# TEXTO EXTRAÍDO
Capivaras são uns dos maiores mamíferos da fauna brasileira, e ao longo da sua distribuição, recebe nomes diferentes como carpincho, cupido ou cubu. É o maior roedor vivo, podendo chegar a 135 cm de comprimento, 62 cm de altura e o peso de 65 kg. Tem uma ampla distribuição geográfica que engloba boa parte da América do Sul e pega todo o Brasil. É uma espécie semi aquática, ou seja, é vista sempre nas proximidades de rios e lagos, e podem formar grandes grupos. Em outros países tem, inclusive, importância econômica, devido ao apreço por sua carne. No Brasil, a caça do animal é tido como um dos fatores que impactam a espécie, sendo considerada, por exemplo, mais rara nas regiões Nordeste devido a caça para consumo, uso da gordura e do couro. Vale pontuar que o resto do mundo admira nossas capivaras. Recintos construídos especificamente para as capivaras são vistos, por exemplo, nos zoológicos de Toronto, San Diego, Palm Beach e Dortmund (figuras abaixo).

# DADOS DE ORIGEM
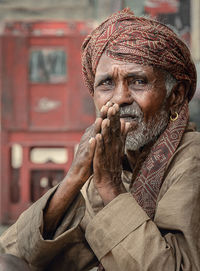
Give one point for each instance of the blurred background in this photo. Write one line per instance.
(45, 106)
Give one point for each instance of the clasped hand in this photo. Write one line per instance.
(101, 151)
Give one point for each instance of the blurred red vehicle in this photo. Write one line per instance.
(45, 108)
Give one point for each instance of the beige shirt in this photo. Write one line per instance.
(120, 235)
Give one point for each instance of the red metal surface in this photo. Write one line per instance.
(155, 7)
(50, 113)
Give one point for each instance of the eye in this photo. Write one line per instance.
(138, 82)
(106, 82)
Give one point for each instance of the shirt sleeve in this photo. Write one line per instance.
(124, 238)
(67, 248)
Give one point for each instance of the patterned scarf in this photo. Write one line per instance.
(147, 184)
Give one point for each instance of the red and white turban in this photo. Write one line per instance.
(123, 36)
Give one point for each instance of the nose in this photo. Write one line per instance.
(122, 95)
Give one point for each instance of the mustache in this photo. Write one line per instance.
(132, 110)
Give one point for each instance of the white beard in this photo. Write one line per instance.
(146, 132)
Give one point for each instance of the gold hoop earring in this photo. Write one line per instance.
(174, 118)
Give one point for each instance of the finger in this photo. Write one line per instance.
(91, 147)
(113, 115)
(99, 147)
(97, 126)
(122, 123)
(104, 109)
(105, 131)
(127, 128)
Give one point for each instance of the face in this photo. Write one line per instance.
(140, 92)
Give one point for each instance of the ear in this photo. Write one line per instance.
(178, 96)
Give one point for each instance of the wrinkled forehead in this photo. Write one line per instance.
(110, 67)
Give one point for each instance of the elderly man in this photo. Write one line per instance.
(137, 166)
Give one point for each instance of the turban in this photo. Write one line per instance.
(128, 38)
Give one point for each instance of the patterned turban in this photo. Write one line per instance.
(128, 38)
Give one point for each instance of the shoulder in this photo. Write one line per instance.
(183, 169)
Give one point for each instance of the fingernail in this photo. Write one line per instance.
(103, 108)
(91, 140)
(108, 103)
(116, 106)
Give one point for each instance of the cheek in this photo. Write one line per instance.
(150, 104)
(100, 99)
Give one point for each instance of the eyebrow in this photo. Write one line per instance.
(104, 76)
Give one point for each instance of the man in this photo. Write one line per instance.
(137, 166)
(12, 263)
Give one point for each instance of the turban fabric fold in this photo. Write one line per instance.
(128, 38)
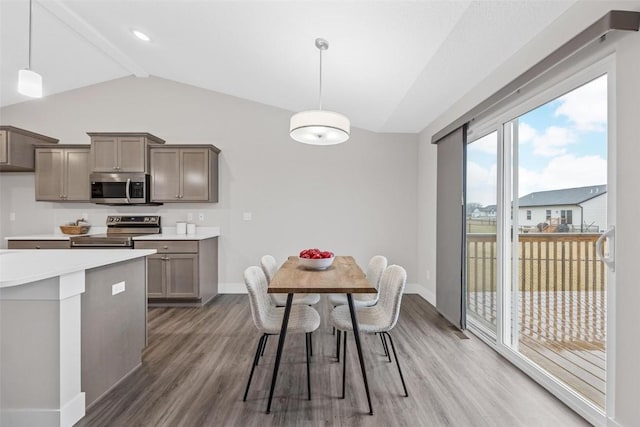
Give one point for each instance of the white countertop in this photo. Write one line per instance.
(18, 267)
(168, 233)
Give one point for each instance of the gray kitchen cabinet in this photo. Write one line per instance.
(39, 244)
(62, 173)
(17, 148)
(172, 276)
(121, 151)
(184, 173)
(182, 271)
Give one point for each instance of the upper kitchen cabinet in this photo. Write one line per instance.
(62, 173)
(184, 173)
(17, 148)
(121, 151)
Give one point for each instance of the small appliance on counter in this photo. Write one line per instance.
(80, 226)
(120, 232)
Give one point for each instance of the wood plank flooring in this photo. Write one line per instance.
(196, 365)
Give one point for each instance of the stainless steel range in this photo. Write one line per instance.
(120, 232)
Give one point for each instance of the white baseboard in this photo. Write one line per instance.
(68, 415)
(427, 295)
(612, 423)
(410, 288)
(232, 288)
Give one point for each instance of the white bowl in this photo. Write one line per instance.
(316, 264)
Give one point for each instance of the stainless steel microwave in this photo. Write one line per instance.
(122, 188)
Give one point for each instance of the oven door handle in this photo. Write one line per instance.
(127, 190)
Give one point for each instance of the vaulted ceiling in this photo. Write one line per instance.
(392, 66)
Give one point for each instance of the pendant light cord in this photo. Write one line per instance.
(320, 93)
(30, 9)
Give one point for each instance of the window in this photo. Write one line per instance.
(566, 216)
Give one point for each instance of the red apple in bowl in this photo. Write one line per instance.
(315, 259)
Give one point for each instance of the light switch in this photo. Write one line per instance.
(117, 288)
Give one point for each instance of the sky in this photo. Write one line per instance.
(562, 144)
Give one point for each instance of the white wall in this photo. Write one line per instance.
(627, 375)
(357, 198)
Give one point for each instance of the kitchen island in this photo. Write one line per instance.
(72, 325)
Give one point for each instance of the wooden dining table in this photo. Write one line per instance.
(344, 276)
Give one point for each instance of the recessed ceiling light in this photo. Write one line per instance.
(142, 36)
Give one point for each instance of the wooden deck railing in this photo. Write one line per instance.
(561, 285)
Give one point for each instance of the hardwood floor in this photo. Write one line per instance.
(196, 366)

# O QUE SE PEDE
Por favor, indique se cada afirmação abaixo está de acordo com o texto sobre capivaras, respondendo sim ou não e citando literalmente as palavras do texto que decidem a resposta. 1. A capivara é o maior roedor vivo. 2. A capivara pode chegar a pesar 80 kg. 3. A caça torna a espécie mais rara no Nordeste.

# PROBLEMA RESOLVIDO
1. Sim: "É o maior roedor vivo".
2. Não: "o peso de 65 kg".
3. Sim: "mais rara nas regiões Nordeste devido a caça para consumo".